* Start Data to process *

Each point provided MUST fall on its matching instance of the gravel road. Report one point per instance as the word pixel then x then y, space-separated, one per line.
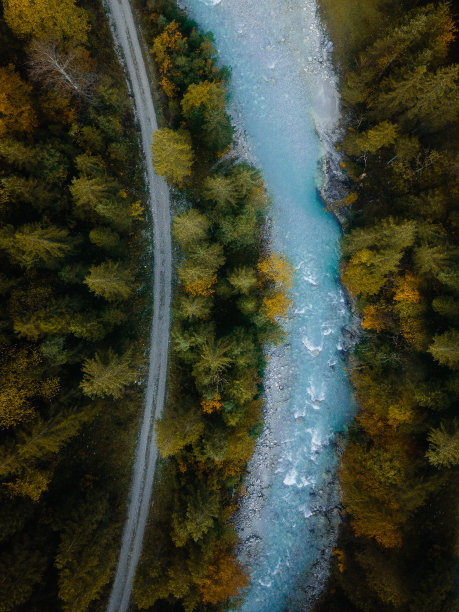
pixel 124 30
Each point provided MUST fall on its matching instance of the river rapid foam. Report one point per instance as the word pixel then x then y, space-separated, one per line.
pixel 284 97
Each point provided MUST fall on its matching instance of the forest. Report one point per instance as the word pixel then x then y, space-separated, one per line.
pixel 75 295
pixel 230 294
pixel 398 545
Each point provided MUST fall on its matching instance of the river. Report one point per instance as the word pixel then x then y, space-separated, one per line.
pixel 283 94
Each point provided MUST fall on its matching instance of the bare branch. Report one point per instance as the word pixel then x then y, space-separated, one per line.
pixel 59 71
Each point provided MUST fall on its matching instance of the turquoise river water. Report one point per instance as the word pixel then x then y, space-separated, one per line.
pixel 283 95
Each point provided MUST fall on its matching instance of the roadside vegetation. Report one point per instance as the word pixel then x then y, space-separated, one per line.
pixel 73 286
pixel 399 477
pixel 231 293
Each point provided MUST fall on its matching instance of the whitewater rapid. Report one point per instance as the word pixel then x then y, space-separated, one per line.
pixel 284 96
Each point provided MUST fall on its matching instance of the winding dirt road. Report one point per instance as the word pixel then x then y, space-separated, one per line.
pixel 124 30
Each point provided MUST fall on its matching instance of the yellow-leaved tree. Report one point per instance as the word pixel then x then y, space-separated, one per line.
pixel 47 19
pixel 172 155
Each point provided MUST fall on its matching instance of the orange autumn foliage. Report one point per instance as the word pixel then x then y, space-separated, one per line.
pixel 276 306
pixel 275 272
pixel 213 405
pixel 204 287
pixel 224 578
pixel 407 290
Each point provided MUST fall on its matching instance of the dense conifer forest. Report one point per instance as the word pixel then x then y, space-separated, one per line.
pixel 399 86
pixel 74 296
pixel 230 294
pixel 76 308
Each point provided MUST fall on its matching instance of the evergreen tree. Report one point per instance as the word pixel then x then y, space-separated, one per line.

* End Data to process *
* Start Data to process *

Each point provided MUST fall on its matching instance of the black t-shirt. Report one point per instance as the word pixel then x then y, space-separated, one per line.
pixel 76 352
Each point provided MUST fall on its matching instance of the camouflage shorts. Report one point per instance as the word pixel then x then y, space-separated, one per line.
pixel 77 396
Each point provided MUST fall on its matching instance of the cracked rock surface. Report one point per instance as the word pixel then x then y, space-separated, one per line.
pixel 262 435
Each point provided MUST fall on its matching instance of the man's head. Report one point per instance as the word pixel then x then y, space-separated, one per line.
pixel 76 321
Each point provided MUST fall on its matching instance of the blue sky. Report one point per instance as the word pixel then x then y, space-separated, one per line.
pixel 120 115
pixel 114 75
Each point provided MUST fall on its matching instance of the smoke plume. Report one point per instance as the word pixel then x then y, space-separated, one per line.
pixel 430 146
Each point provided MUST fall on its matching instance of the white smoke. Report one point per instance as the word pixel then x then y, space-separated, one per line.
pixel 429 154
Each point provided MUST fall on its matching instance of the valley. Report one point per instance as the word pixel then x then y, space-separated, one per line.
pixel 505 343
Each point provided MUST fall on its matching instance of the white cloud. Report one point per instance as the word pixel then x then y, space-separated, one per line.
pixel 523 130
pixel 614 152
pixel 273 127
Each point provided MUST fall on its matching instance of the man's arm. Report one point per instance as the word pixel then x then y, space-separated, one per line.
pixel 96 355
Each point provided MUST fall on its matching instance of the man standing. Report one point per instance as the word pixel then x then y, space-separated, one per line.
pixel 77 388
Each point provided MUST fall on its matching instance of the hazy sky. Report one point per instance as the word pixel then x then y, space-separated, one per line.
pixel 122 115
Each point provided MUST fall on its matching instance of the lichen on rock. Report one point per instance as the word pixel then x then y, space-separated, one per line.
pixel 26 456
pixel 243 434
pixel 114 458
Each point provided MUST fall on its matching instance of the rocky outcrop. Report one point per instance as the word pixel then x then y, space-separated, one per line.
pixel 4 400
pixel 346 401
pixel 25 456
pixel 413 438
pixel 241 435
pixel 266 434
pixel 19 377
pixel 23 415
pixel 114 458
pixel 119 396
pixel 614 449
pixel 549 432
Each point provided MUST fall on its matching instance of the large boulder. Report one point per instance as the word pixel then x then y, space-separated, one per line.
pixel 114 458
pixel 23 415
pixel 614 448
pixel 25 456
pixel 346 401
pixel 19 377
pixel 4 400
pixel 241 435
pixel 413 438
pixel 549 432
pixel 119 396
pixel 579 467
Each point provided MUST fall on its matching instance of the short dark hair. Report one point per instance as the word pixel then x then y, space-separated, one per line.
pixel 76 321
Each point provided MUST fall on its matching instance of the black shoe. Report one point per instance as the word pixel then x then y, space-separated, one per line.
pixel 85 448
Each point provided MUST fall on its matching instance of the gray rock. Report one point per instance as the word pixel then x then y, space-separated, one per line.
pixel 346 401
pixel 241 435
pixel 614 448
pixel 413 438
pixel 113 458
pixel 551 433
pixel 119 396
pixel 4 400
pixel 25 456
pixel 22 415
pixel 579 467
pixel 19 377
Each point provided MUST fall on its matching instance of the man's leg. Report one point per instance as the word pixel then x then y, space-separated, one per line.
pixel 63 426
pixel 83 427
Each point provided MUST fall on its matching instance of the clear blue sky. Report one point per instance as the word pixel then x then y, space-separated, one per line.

* End Data to process *
* Start Data to process *

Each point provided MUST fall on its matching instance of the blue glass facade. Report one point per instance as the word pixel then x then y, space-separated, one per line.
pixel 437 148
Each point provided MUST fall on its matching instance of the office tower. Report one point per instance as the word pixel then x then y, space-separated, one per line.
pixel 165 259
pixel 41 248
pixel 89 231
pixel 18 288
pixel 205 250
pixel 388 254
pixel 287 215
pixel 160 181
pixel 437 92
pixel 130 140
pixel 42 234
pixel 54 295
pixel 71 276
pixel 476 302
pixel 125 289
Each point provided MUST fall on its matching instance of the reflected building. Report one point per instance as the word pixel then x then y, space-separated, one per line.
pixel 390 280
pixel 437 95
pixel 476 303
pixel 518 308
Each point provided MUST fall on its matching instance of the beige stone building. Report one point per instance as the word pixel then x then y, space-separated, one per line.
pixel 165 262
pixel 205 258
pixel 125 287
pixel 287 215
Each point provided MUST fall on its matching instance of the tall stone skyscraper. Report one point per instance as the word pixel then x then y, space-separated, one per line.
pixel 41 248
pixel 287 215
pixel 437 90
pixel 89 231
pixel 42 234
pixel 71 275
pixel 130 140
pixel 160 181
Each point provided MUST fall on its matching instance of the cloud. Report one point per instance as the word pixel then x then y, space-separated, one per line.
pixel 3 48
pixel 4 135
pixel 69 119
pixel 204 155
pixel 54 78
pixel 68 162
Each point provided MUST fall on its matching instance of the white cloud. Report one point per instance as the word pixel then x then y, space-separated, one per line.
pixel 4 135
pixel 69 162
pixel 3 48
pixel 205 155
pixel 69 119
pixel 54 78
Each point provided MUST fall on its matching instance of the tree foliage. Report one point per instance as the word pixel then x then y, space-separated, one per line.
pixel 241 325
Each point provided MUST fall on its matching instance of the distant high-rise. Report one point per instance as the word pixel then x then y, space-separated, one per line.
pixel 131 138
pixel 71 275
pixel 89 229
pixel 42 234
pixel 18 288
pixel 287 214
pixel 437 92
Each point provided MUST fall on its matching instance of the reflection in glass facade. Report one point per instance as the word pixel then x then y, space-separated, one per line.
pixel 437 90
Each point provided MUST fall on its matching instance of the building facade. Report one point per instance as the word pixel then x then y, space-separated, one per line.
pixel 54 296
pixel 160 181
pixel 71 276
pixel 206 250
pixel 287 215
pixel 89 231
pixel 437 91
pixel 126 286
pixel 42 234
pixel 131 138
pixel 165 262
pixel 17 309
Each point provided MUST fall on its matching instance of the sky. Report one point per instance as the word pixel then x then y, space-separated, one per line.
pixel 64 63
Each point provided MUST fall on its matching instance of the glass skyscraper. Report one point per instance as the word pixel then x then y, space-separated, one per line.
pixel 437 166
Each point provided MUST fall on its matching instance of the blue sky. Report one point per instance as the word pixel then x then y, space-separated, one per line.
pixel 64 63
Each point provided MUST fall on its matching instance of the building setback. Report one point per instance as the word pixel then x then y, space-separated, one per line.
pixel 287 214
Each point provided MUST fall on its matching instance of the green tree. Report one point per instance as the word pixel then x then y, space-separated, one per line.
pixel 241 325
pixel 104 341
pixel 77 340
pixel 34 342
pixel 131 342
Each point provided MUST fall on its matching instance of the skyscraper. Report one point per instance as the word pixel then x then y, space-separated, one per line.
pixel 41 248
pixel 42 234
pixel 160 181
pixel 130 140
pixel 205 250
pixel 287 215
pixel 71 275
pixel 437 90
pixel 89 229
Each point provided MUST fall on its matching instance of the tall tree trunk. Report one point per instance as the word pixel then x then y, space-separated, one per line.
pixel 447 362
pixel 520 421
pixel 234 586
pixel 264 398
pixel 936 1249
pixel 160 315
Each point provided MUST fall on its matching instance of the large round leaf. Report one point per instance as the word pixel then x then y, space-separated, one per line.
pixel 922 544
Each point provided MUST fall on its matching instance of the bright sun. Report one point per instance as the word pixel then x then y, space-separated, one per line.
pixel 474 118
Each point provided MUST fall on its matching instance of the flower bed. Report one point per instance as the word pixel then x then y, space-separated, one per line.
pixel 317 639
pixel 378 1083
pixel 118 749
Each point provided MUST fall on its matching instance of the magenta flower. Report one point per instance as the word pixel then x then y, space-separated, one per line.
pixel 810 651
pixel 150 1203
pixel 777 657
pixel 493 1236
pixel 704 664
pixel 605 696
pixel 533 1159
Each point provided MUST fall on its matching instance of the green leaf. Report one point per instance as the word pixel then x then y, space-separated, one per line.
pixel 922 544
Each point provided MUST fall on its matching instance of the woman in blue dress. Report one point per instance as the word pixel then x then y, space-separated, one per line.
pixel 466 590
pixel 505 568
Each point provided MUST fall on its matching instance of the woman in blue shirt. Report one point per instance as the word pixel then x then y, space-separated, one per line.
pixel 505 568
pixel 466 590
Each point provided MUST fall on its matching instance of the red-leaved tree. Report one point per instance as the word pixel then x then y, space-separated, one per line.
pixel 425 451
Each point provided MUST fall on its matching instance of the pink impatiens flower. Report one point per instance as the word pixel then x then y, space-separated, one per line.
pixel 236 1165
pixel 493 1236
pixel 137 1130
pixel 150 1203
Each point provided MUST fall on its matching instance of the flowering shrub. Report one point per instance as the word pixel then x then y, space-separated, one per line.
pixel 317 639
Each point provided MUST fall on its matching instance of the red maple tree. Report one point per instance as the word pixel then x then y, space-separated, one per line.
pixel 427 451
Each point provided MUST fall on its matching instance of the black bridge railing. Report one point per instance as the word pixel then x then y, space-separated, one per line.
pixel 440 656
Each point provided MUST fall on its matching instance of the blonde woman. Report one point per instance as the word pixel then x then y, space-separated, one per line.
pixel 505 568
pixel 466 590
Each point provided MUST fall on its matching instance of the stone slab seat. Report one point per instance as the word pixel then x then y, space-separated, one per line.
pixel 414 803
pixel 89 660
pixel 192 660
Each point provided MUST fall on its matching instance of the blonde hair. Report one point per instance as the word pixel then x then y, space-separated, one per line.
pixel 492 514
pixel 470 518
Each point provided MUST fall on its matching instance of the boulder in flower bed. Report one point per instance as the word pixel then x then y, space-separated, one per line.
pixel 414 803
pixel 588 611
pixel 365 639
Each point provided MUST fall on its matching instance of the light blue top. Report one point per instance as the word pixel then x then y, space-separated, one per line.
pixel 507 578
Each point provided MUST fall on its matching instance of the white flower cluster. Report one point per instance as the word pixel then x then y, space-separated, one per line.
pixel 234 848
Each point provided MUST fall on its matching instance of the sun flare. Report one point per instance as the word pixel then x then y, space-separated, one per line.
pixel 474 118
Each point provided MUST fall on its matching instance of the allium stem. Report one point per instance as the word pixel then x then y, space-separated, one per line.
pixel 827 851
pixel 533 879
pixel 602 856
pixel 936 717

* End Data to process *

#### Short task
Repeat the items from the line containing "of the gravel" through the line containing "pixel 283 95", including both of those lines. Leave the pictures out.

#### Problem solution
Each point provided MUST fall on its matching instance of the gravel road. Report one point per instance as the word pixel then x then y, space-separated, one per line.
pixel 124 30
Each point provided MUST fall on its matching instance of the river rapid foam. Report one point per instance as the word pixel then x then y, space-separated, one per line.
pixel 284 97
Each point provided MUST fall on its matching instance of the forest. Report one point per instance as the word pixel then x then y, space-separated, one per line.
pixel 75 295
pixel 230 294
pixel 398 545
Each point provided MUST fall on its matching instance of the river. Report one point per instance as the word pixel then x then y, space-separated, one per line.
pixel 283 94
Each point provided MUST fall on its matching instance of the bare branch. Report one point per instance as the word pixel then x then y, space-separated, one per line.
pixel 59 71
Each point provided MUST fall on its matching instance of the turquoise river water. Report one point per instance as the word pixel then x then y, space-separated, one per line.
pixel 283 95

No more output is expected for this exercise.